STATED TASK:
Gather every line from the entries below that contains the word "wooden", and copy each one. Case counts when matching.

PROVIDED RECORDS:
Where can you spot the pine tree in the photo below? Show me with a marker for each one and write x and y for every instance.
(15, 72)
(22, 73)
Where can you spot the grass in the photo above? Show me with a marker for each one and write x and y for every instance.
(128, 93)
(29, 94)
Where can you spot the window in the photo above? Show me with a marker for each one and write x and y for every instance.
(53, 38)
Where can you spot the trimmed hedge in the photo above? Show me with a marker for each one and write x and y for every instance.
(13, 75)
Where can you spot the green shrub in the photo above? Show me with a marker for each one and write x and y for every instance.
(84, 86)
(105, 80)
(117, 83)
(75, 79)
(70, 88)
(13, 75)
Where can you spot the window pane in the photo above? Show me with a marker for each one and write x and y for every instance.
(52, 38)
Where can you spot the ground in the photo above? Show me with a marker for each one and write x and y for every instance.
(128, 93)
...
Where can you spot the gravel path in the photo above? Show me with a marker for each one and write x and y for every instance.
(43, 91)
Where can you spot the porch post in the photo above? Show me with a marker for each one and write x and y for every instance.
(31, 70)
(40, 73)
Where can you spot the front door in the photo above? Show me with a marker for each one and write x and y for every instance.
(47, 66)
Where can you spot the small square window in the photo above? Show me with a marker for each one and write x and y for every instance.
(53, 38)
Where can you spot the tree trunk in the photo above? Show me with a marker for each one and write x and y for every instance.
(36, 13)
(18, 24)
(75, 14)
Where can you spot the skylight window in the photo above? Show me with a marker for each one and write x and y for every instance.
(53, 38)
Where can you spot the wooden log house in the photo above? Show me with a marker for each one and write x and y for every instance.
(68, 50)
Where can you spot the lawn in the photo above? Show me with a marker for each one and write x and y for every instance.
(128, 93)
...
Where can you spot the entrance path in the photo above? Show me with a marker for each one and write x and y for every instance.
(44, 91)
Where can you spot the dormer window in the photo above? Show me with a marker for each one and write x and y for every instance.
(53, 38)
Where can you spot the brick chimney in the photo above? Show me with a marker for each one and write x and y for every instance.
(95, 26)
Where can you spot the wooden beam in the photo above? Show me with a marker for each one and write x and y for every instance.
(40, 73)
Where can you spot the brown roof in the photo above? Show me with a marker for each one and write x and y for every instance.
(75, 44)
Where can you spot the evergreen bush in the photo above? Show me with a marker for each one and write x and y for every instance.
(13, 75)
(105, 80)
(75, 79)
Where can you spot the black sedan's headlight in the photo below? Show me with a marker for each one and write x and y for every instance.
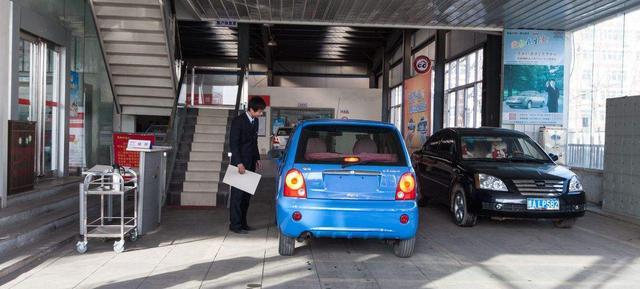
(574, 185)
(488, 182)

OUTPUT FOR THIS EXERCISE:
Where can you spot the wooden log house in the photo above? Show me with a marker for each one and write x and y for every instance.
Where can you spot the wooden beam in the photo above? Show me with a marker for each one and write x and y for every instance.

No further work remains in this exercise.